**Records from a dataset:**
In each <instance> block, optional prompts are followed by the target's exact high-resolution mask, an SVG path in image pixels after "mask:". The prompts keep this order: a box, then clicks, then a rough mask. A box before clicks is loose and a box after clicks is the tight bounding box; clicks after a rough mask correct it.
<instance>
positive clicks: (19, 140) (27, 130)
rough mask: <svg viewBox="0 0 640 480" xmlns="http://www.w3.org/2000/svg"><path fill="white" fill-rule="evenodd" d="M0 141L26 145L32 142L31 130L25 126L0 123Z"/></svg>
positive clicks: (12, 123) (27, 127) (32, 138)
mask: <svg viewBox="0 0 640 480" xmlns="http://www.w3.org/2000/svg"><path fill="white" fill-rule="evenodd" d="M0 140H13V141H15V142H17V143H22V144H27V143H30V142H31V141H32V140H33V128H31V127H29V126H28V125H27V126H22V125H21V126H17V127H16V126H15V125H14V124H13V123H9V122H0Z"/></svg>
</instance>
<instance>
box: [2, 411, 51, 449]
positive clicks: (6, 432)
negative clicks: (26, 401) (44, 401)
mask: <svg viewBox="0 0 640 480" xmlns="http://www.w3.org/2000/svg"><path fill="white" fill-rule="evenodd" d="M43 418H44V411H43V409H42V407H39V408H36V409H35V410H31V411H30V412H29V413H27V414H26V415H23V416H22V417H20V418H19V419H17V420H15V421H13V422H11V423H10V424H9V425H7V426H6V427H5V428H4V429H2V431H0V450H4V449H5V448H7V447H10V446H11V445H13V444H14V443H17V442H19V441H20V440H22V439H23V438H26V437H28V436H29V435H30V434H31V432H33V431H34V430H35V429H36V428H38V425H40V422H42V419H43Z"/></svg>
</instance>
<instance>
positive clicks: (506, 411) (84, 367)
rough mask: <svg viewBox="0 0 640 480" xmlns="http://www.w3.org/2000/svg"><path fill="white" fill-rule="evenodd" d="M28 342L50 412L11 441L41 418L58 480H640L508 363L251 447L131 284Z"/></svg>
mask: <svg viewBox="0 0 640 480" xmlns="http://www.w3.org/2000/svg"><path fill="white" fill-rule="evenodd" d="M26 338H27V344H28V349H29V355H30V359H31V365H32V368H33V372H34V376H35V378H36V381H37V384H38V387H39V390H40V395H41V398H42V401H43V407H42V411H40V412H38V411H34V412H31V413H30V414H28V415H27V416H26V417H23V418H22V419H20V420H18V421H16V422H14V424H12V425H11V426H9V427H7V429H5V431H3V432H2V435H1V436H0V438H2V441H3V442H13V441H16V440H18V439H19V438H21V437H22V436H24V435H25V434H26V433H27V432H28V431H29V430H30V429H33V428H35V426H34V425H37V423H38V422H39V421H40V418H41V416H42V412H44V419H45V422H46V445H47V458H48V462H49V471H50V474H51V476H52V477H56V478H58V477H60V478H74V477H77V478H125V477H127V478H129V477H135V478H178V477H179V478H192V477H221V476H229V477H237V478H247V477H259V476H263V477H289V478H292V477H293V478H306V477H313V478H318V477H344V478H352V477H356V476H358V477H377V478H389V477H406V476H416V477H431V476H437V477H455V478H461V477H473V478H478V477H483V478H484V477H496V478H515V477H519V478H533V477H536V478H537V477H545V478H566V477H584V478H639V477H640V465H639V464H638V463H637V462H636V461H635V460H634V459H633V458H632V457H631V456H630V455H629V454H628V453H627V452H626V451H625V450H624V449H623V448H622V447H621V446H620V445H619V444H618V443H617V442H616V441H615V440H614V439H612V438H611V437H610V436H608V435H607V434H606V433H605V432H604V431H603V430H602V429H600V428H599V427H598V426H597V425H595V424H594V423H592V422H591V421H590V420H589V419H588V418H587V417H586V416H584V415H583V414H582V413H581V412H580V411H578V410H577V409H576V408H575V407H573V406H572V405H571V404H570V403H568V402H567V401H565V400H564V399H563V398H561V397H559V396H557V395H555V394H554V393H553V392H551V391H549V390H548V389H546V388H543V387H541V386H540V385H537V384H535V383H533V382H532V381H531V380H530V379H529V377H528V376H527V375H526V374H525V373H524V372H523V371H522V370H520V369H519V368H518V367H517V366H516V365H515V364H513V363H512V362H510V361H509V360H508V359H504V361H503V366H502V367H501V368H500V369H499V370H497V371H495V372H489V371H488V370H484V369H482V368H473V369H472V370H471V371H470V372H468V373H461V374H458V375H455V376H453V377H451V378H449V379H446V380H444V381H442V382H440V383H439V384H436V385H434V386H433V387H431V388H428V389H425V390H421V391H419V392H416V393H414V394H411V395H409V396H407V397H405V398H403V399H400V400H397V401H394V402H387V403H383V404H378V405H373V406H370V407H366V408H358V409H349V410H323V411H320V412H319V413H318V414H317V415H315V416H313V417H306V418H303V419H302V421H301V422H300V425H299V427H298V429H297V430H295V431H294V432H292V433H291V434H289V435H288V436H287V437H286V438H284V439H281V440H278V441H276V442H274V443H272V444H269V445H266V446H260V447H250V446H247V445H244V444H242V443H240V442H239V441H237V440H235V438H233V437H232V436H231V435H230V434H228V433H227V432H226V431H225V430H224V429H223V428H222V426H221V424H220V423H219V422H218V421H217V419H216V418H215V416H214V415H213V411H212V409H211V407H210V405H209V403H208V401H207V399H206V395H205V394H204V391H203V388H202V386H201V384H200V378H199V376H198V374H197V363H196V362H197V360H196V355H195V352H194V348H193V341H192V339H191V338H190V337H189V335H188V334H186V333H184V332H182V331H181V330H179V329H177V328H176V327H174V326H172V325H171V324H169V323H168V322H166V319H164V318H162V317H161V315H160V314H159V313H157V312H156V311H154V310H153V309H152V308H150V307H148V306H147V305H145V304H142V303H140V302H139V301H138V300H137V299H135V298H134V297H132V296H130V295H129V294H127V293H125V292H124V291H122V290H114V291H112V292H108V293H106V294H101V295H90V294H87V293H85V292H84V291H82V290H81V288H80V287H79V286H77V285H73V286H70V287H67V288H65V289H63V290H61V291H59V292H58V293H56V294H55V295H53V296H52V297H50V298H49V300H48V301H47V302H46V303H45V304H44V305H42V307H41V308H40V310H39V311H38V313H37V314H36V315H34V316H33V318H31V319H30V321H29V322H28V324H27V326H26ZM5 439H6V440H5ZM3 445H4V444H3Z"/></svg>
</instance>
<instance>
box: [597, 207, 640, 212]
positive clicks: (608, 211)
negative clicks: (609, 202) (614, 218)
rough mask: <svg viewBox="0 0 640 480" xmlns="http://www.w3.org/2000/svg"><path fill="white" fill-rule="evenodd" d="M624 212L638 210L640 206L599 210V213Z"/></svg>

**Request:** Arrange every line of the data above as a numbered list, leaving out any blank lines.

**Completed task:**
1. In each <instance> block, optional prompts are followed by the target's exact high-resolution mask, an SVG path in image pixels after "mask:". The prompts keep this order: a box, then clicks, then a rough mask. A box before clicks is loose and a box after clicks is the tight bounding box; clicks after a rough mask correct it.
2. <instance>
3. positive clicks: (19, 140) (27, 130)
4. rough mask: <svg viewBox="0 0 640 480" xmlns="http://www.w3.org/2000/svg"><path fill="white" fill-rule="evenodd" d="M0 141L26 145L32 142L31 130L25 126L0 123Z"/></svg>
5. positive clicks: (12, 123) (27, 127) (32, 138)
6. mask: <svg viewBox="0 0 640 480" xmlns="http://www.w3.org/2000/svg"><path fill="white" fill-rule="evenodd" d="M0 140H13V141H15V142H17V143H22V144H27V143H30V142H31V141H32V140H33V128H31V127H29V126H28V125H27V126H22V125H21V126H17V127H16V126H15V125H14V124H13V123H9V122H0Z"/></svg>
7. </instance>
8. <instance>
9. box: [2, 411, 51, 449]
10. positive clicks: (6, 432)
11. negative clicks: (26, 401) (44, 401)
12. mask: <svg viewBox="0 0 640 480" xmlns="http://www.w3.org/2000/svg"><path fill="white" fill-rule="evenodd" d="M43 418H44V411H43V409H42V407H39V408H36V409H35V410H31V411H30V412H29V413H27V414H26V415H23V416H22V417H20V418H19V419H17V420H15V421H13V422H11V423H10V424H9V425H7V426H6V427H5V428H4V429H2V431H0V450H4V449H5V448H7V447H10V446H11V445H13V444H14V443H17V442H19V441H20V440H22V439H23V438H26V437H28V436H29V435H30V434H31V432H33V431H34V430H35V429H36V428H38V425H40V422H42V419H43Z"/></svg>
13. </instance>
14. <instance>
15. positive clicks: (506, 411) (84, 367)
16. rough mask: <svg viewBox="0 0 640 480" xmlns="http://www.w3.org/2000/svg"><path fill="white" fill-rule="evenodd" d="M28 342L50 412L11 441L41 418L58 480H640L508 363L251 447L131 284Z"/></svg>
17. mask: <svg viewBox="0 0 640 480" xmlns="http://www.w3.org/2000/svg"><path fill="white" fill-rule="evenodd" d="M26 338H27V344H28V349H29V355H30V359H31V365H32V368H33V372H34V376H35V378H36V381H37V384H38V387H39V390H40V395H41V398H42V401H43V407H42V411H40V412H38V411H34V412H31V413H30V414H28V415H27V416H26V417H23V418H22V419H20V420H18V421H16V422H14V424H12V425H11V426H9V427H7V429H5V431H3V432H2V435H1V436H0V438H2V441H3V442H13V441H16V440H18V439H19V438H21V437H22V436H24V435H25V434H26V433H27V432H28V431H29V430H30V429H33V428H35V426H34V425H37V423H38V422H39V421H40V418H41V416H42V412H44V419H45V422H46V445H47V458H48V462H49V471H50V474H51V476H52V477H56V478H58V477H60V478H74V477H77V478H125V477H127V478H129V477H135V478H178V477H179V478H192V477H221V476H229V477H237V478H247V477H259V476H263V477H289V478H292V477H293V478H306V477H313V478H318V477H344V478H352V477H356V476H358V477H377V478H389V477H406V476H416V477H431V476H437V477H455V478H461V477H473V478H478V477H483V478H484V477H496V478H515V477H519V478H533V477H536V478H537V477H545V478H566V477H584V478H639V477H640V465H639V464H638V463H637V462H636V461H635V460H634V459H633V458H632V457H631V456H630V455H629V454H628V453H627V452H626V451H625V450H624V449H623V448H622V447H621V446H620V445H619V444H618V443H617V442H616V441H615V440H614V439H612V438H611V437H610V436H608V435H607V434H606V433H605V432H604V431H603V430H602V429H600V428H599V427H598V426H597V425H595V424H594V423H592V422H591V421H590V420H589V419H588V418H587V417H586V416H584V415H583V414H582V413H581V412H580V411H578V410H577V409H576V408H575V407H573V406H572V405H571V404H570V403H568V402H567V401H565V400H564V399H563V398H561V397H559V396H557V395H555V394H554V393H553V392H551V391H549V390H548V389H546V388H543V387H541V386H540V385H537V384H535V383H533V382H532V381H531V380H530V379H529V377H528V376H527V375H526V374H525V373H524V372H523V371H522V370H520V369H519V368H518V367H517V366H516V365H515V364H513V363H512V362H510V361H509V360H508V359H504V361H503V366H502V367H501V368H500V369H499V370H497V371H495V372H489V371H488V370H484V369H482V368H473V369H472V370H471V371H470V372H468V373H461V374H458V375H455V376H453V377H451V378H449V379H446V380H444V381H442V382H440V383H439V384H436V385H434V386H433V387H431V388H428V389H425V390H421V391H419V392H416V393H414V394H411V395H409V396H407V397H405V398H403V399H400V400H397V401H394V402H387V403H383V404H378V405H373V406H370V407H366V408H358V409H349V410H323V411H320V412H319V413H318V414H317V415H315V416H313V417H306V418H303V419H302V421H301V422H300V425H299V427H298V429H297V430H295V431H294V432H292V433H291V434H289V435H288V436H287V437H286V438H284V439H281V440H278V441H276V442H274V443H272V444H269V445H266V446H260V447H250V446H247V445H244V444H242V443H240V442H239V441H237V440H235V438H233V437H232V436H231V435H230V434H228V433H227V432H226V431H225V430H224V429H223V428H222V426H221V424H220V423H219V422H218V421H217V419H216V418H215V416H214V415H213V411H212V409H211V407H210V405H209V403H208V401H207V399H206V395H205V394H204V391H203V388H202V386H201V384H200V378H199V376H198V374H197V363H196V362H197V360H196V355H195V352H194V348H193V341H192V339H191V338H190V337H189V335H188V334H186V333H184V332H182V331H181V330H179V329H177V328H176V327H174V326H172V325H171V324H169V323H168V322H166V319H164V318H162V317H161V315H160V314H159V313H157V312H156V311H154V310H153V309H152V308H150V307H148V306H147V305H145V304H142V303H140V302H139V301H138V300H137V299H135V298H134V297H132V296H130V295H129V294H127V293H125V292H124V291H122V290H114V291H112V292H108V293H106V294H101V295H90V294H87V293H85V292H84V291H82V290H81V288H80V287H79V286H77V285H73V286H70V287H67V288H65V289H63V290H61V291H59V292H58V293H56V294H55V295H53V296H52V297H50V298H49V300H48V301H47V302H46V303H45V304H44V305H42V307H41V308H40V310H39V311H38V313H37V314H36V315H34V316H33V318H31V319H30V321H29V322H28V324H27V326H26ZM5 439H6V440H5ZM3 445H4V444H3Z"/></svg>
18. </instance>
19. <instance>
20. box: [597, 207, 640, 212]
21. positive clicks: (608, 211)
22. negative clicks: (609, 202) (614, 218)
23. rough mask: <svg viewBox="0 0 640 480" xmlns="http://www.w3.org/2000/svg"><path fill="white" fill-rule="evenodd" d="M624 212L638 210L640 206L599 210V213Z"/></svg>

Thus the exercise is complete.